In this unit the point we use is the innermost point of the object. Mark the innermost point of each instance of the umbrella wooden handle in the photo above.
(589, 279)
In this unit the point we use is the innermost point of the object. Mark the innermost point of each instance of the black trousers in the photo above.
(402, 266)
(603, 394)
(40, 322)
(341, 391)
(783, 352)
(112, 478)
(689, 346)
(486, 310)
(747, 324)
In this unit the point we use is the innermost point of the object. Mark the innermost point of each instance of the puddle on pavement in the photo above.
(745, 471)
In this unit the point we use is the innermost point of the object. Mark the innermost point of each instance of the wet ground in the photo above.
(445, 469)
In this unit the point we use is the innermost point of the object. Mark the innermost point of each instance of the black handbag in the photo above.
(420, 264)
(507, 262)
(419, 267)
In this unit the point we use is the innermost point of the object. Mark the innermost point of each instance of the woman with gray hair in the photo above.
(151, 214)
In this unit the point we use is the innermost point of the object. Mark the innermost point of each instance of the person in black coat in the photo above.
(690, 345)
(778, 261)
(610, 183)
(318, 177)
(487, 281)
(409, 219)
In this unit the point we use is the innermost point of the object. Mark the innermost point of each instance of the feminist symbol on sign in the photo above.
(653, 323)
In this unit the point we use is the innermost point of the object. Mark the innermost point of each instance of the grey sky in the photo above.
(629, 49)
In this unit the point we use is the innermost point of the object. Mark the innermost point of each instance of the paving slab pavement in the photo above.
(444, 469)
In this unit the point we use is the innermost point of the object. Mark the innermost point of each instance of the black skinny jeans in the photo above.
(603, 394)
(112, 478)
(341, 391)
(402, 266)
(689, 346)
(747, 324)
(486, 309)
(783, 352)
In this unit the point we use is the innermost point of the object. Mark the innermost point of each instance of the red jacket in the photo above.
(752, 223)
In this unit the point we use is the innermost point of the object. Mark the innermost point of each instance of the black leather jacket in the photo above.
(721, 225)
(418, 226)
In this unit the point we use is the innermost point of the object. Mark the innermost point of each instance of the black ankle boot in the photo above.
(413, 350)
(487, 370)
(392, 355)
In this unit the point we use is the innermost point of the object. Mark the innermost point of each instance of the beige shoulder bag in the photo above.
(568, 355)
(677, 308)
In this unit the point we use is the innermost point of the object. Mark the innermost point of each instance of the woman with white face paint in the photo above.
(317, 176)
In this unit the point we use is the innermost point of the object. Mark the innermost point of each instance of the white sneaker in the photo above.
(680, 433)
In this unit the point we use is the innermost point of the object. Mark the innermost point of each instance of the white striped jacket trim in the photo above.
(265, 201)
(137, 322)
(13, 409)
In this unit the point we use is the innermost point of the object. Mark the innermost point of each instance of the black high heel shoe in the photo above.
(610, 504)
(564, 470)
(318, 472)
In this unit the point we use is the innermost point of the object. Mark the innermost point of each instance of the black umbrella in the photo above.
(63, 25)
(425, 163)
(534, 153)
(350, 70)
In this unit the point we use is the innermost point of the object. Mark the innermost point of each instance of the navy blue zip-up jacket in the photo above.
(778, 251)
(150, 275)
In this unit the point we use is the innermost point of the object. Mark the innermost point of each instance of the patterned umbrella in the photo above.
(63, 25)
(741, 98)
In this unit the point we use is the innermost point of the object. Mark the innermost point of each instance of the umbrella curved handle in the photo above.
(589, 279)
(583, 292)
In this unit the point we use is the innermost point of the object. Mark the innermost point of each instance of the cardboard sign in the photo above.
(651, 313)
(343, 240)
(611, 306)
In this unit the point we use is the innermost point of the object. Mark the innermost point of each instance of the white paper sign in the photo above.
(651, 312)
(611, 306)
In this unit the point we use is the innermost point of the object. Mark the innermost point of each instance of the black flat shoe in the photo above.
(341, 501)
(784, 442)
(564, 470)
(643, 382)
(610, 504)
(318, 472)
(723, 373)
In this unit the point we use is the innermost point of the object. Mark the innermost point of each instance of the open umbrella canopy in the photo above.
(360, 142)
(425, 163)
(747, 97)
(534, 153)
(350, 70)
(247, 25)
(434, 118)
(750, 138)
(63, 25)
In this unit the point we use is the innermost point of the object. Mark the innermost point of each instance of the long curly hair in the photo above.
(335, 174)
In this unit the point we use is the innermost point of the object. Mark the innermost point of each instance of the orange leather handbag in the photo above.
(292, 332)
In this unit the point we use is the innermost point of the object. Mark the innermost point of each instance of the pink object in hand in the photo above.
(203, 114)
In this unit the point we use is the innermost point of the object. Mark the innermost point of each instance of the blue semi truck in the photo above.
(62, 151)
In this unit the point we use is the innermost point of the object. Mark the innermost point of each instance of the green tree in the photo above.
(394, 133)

● **WHAT IS REQUIRED**: Write out the complete set of records exactly as given.

● **WRITTEN REPLY**:
In this unit the point we use is the innermost point of the object. Mark the innermost point of each instance of the umbrella wooden handle in the photo above.
(589, 279)
In this unit the point we use is the innermost point of the object. Mark the innermost point of each instance of the black trousers in the photo above.
(402, 266)
(603, 394)
(40, 322)
(341, 391)
(783, 352)
(112, 478)
(689, 346)
(486, 310)
(747, 324)
In this unit the point we use is the innermost point of the object. Mark the innermost point of each instance of the puddle on pavement in the photo above.
(745, 471)
In this unit the point we use is the innermost point of the object. Mark the innermost point of each instance of the wet ground in the photo above.
(445, 469)
In this unit the point we use is the innermost point of the object. Mark the innermost point of each instance of the black handbag in the photo above.
(420, 264)
(507, 262)
(419, 267)
In this unit the point we use is the innermost point of the object. Mark the innermost point of each instance of the woman with gray hair in the photo above.
(151, 214)
In this unit the point we use is the innermost point of the object. Mark the innermost point of each instance of the person in black coat in the photo above.
(690, 345)
(778, 261)
(610, 183)
(318, 177)
(487, 281)
(409, 219)
In this unit the point we use is the innermost point of the object. Mark the innermost point of each instance of the feminist symbol on sign in the photo above.
(653, 323)
In this unit the point we use is the innermost point of the object. Mark the innermost point of each instance of the grey sky in the photo above.
(629, 49)
In this unit the point we use is the innermost point of the object. Mark the innermost point of each instance of the paving slab pavement in the photo above.
(444, 469)
In this unit the point we use is the innermost point of the object. Mark the innermost point of each instance of the black skinny jeans in the photo above.
(603, 394)
(112, 478)
(341, 391)
(402, 266)
(689, 346)
(747, 324)
(486, 309)
(783, 352)
In this unit the point we use is the innermost point of the object. Mark the innermost point of each instance of the red jacket in the photo above.
(752, 223)
In this unit the point we use is the innermost point of the object. Mark the innermost point of each instance of the black leather jacket in the photo above.
(721, 225)
(418, 226)
In this unit the point we use is the innermost point of the object. Mark the innermost point of each instance of the black ankle boot in the photo above.
(413, 350)
(487, 370)
(392, 355)
In this unit the point we use is the innermost point of the object. Mark the innermost point of each instance of the beige shoulder bag in the photo above.
(568, 355)
(677, 308)
In this unit the point we use is the innermost point of the object. Mark the innermost point of each instance of the woman with white face paint in the photo above.
(317, 176)
In this unit the point we use is the innermost point of the object. Mark the innermost point of each instance of the white sneaker in the photo above.
(680, 433)
In this unit the point we use is the innermost point of the object. Mark the innermost point of each instance of the white striped jacket trim in the photo above.
(265, 201)
(137, 322)
(13, 409)
In this unit the point we use is the innermost point of the object. Mark the innermost point of each instance of the black high heel shoe in the photo above.
(610, 504)
(564, 470)
(318, 472)
In this unit the point we use is the innermost point of the object. Mark the innermost point of each instance of the black umbrella in the photo above.
(63, 25)
(425, 163)
(534, 153)
(350, 70)
In this unit the point we use is the innermost point of the object. Mark the innermost point of each instance of the navy blue zip-up jacket in the photo above.
(778, 251)
(150, 275)
In this unit the point we use is the innermost point of the object. Mark the innermost point of each instance of the patterned umbrella in the photo above.
(63, 25)
(741, 98)
In this unit the point we use is the innermost point of the object. Mark the innermost point of each instance of the umbrella curved handle in the photo above.
(589, 279)
(583, 292)
In this unit the point we use is the innermost point of the object. Mark the innermost point of each instance of the cardboard sign in the photo above.
(651, 313)
(343, 240)
(611, 306)
In this unit the point we use is the innermost point of the object. Mark the innermost point of each instance of the white paper sign in the photo above.
(651, 312)
(611, 306)
In this unit the point we use is the innermost point of the object. Mark the innermost point of each instance of the black flat shoe in the photo above.
(341, 501)
(784, 442)
(564, 470)
(643, 382)
(610, 504)
(318, 472)
(723, 373)
In this unit the point we use is the innermost point of the object. Mark the innermost point of each instance of the open umbrella canopy in the photo above.
(360, 142)
(425, 163)
(747, 97)
(534, 153)
(350, 70)
(247, 25)
(434, 118)
(750, 138)
(63, 25)
In this unit the point we use is the innermost point of the object. Mark the innermost point of each instance of the long curly hair in the photo above.
(335, 174)
In this unit the point we use is the innermost point of the object. Mark the innermost point of each instance of the orange leather handbag in the photo above.
(292, 332)
In this unit the point we use is the innermost point of the object. Mark the innermost point of each instance of the pink object in hand in the photo above.
(203, 114)
In this unit the point we use is the innermost point of the object. Mark the innermost point of each instance of the blue semi truck in the photo above.
(62, 151)
In this unit the point we use is the innermost point of the object. Mark the innermost point of each instance of the green tree in the photo above.
(394, 133)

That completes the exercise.